EXERCISE OBJECTIVE –
Lay out the rows from the line containing "Query: storefront window" through the line containing "Give the mask of the storefront" as a JSON list of strings, one string per line, with both end lines included and blank lines omitted.

** Start **

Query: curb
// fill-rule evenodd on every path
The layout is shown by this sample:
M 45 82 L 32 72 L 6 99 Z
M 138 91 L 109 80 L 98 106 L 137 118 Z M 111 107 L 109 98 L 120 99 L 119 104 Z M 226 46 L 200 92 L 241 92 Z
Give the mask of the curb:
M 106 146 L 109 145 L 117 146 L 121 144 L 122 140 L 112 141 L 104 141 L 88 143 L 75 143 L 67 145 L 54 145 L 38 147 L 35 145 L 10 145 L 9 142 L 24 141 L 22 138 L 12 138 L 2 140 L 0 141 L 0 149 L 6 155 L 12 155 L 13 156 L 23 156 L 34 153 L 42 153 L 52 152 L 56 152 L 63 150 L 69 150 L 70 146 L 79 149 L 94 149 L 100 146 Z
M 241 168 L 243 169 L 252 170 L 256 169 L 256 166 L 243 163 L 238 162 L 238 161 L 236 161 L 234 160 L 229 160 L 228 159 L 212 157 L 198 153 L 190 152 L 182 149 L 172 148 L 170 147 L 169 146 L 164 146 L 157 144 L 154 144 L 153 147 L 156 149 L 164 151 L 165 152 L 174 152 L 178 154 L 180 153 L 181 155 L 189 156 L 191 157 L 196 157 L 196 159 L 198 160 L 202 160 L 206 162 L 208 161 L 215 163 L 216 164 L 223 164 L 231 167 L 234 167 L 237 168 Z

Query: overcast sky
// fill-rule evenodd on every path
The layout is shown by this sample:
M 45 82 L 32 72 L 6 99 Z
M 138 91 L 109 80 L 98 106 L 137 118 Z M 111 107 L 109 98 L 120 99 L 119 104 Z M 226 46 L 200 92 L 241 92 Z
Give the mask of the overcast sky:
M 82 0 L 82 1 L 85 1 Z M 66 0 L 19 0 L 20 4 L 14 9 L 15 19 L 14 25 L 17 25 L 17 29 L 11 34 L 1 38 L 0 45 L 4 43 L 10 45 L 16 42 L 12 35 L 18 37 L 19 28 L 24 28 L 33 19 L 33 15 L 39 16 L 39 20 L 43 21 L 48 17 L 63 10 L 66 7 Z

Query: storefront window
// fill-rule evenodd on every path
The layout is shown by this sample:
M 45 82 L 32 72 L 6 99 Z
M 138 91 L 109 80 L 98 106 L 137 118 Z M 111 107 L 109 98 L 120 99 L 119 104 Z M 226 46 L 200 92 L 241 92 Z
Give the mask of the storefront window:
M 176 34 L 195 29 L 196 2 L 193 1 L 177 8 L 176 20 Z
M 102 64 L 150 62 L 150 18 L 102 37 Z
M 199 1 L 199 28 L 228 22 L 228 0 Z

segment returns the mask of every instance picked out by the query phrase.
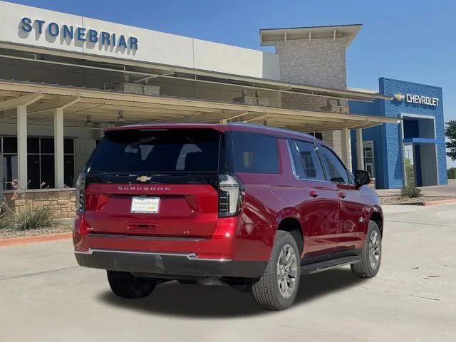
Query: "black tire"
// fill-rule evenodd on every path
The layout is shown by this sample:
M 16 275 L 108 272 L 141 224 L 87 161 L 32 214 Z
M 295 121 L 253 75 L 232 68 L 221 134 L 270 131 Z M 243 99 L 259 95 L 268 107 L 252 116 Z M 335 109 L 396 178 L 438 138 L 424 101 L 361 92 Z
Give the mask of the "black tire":
M 378 237 L 378 244 L 375 244 L 375 254 L 378 256 L 378 261 L 373 267 L 370 258 L 372 253 L 372 247 L 370 246 L 370 241 L 373 234 L 376 234 Z M 376 247 L 378 246 L 378 247 Z M 358 278 L 373 278 L 378 273 L 380 264 L 382 260 L 382 236 L 378 228 L 378 225 L 374 221 L 369 221 L 369 227 L 366 237 L 364 247 L 361 251 L 361 261 L 351 265 L 351 271 Z
M 121 298 L 138 299 L 149 296 L 157 286 L 152 279 L 135 276 L 130 272 L 107 271 L 113 292 Z
M 288 249 L 288 247 L 286 247 L 286 246 L 291 247 L 291 249 Z M 278 274 L 277 264 L 281 251 L 284 248 L 287 248 L 290 252 L 292 251 L 296 258 L 296 269 L 294 286 L 289 296 L 285 296 L 282 294 L 281 287 L 278 284 L 278 278 L 281 276 Z M 291 257 L 290 256 L 290 258 Z M 279 230 L 276 233 L 271 256 L 264 274 L 252 286 L 252 294 L 255 301 L 259 306 L 266 310 L 283 310 L 289 308 L 296 296 L 299 286 L 300 275 L 301 259 L 296 242 L 290 233 Z M 289 276 L 287 275 L 286 276 Z M 289 283 L 287 282 L 287 284 Z

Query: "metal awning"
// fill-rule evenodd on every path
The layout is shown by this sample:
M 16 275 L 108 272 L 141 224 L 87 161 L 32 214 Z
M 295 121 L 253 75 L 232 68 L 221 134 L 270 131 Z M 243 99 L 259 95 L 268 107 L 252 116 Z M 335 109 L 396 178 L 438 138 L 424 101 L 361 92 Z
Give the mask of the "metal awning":
M 19 54 L 16 53 L 18 48 L 20 49 Z M 33 63 L 51 64 L 56 66 L 71 66 L 119 73 L 130 76 L 133 82 L 162 78 L 237 86 L 242 88 L 273 90 L 280 93 L 360 101 L 372 101 L 375 99 L 391 100 L 392 98 L 391 96 L 373 93 L 372 91 L 336 89 L 294 84 L 281 81 L 257 78 L 171 65 L 138 62 L 113 57 L 101 57 L 90 53 L 68 53 L 52 48 L 36 48 L 1 41 L 0 49 L 3 49 L 0 50 L 0 58 L 28 61 Z M 38 59 L 34 58 L 33 56 L 26 56 L 26 53 L 25 53 L 26 52 L 48 55 L 51 58 Z
M 266 123 L 301 132 L 367 128 L 398 119 L 324 111 L 286 109 L 194 98 L 130 94 L 43 83 L 0 81 L 0 123 L 14 120 L 11 103 L 31 94 L 42 95 L 27 107 L 29 123 L 49 120 L 53 109 L 64 108 L 65 119 L 115 123 L 122 110 L 126 123 L 142 122 Z M 20 99 L 19 99 L 20 100 Z M 20 101 L 19 101 L 20 102 Z M 24 102 L 24 101 L 22 101 Z

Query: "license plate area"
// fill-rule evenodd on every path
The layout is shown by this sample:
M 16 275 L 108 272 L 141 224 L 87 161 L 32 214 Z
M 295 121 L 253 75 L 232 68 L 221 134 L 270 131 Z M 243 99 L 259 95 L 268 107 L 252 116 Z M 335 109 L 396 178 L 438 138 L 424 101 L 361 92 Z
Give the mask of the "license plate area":
M 130 211 L 133 214 L 157 214 L 159 207 L 160 197 L 134 197 Z

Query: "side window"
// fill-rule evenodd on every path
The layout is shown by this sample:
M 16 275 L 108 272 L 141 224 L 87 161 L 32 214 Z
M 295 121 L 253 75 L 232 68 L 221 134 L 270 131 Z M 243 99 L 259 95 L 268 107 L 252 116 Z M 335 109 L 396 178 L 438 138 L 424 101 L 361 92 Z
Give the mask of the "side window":
M 279 173 L 277 138 L 234 132 L 234 170 L 244 173 Z
M 293 145 L 294 144 L 294 146 Z M 294 165 L 299 178 L 313 180 L 325 180 L 318 154 L 315 145 L 311 142 L 294 140 L 291 142 L 294 147 Z
M 325 166 L 326 174 L 330 182 L 351 184 L 351 178 L 348 172 L 334 152 L 328 148 L 320 145 L 318 147 L 321 161 Z

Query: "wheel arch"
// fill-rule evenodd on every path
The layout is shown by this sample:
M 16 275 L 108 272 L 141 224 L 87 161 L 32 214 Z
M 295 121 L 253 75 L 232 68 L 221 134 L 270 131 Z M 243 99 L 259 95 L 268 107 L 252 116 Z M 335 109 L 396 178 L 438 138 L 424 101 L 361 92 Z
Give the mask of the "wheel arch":
M 378 226 L 380 234 L 383 236 L 383 216 L 378 210 L 373 210 L 369 215 L 369 221 L 373 221 Z
M 302 256 L 306 234 L 299 213 L 294 210 L 284 212 L 277 217 L 276 222 L 276 231 L 283 230 L 289 232 L 296 242 L 299 254 Z

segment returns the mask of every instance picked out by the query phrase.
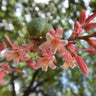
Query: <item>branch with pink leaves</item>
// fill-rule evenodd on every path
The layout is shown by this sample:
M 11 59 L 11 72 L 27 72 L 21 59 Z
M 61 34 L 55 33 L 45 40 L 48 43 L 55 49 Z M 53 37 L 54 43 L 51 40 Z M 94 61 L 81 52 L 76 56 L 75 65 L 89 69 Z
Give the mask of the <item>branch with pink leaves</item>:
M 75 20 L 74 22 L 72 35 L 68 40 L 62 39 L 65 27 L 59 27 L 56 30 L 50 29 L 50 31 L 47 33 L 41 32 L 41 30 L 41 33 L 39 32 L 39 34 L 35 34 L 33 35 L 33 37 L 29 36 L 31 42 L 28 42 L 27 44 L 21 46 L 18 45 L 17 41 L 12 43 L 9 37 L 5 35 L 5 38 L 11 47 L 11 50 L 8 50 L 5 53 L 5 59 L 0 61 L 1 85 L 5 84 L 3 82 L 3 77 L 5 74 L 9 73 L 8 70 L 24 74 L 19 69 L 11 68 L 9 65 L 10 61 L 13 60 L 14 64 L 18 64 L 19 62 L 26 62 L 26 64 L 34 70 L 42 68 L 43 71 L 47 71 L 48 67 L 50 67 L 51 69 L 57 68 L 57 60 L 55 56 L 58 56 L 58 54 L 61 55 L 62 61 L 64 62 L 60 66 L 60 68 L 68 70 L 69 67 L 75 68 L 76 64 L 78 64 L 82 73 L 84 75 L 88 75 L 88 67 L 83 59 L 76 53 L 76 51 L 82 50 L 91 54 L 96 54 L 96 40 L 92 38 L 96 37 L 96 32 L 89 35 L 81 34 L 83 31 L 90 31 L 96 27 L 96 23 L 91 22 L 95 17 L 96 13 L 93 13 L 86 18 L 86 12 L 85 10 L 82 10 L 79 21 Z M 30 31 L 28 33 L 30 33 Z M 85 40 L 89 44 L 91 49 L 80 49 L 76 47 L 75 44 L 78 44 L 78 40 Z M 6 49 L 6 47 L 7 46 L 4 42 L 1 43 L 0 52 Z M 32 61 L 31 56 L 26 56 L 26 53 L 36 54 L 36 61 Z M 3 62 L 6 63 L 3 64 Z

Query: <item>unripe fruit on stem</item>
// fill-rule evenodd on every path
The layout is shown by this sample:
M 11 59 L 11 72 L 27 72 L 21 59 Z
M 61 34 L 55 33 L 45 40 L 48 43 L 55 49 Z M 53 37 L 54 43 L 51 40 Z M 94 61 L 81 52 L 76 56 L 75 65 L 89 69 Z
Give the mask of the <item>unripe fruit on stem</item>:
M 53 29 L 52 25 L 48 23 L 47 19 L 41 17 L 33 18 L 27 26 L 29 34 L 35 39 L 45 36 L 50 29 Z

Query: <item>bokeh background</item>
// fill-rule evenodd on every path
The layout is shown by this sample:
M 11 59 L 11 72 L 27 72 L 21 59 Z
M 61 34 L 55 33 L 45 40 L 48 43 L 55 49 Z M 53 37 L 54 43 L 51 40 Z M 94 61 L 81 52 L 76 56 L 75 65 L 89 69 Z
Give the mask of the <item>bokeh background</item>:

** End **

EXERCISE ANSWER –
[
  "Query: storefront window",
  "// fill-rule evenodd on every path",
  "The layout is shown by this sample:",
  "M 45 82 L 32 72 L 6 99 Z",
  "M 138 91 L 109 80 L 98 106 L 137 118 Z M 111 107 L 109 98 L 120 99 L 119 104 Z M 226 46 L 200 92 L 241 92 Z",
  "Give the mask of the storefront window:"
]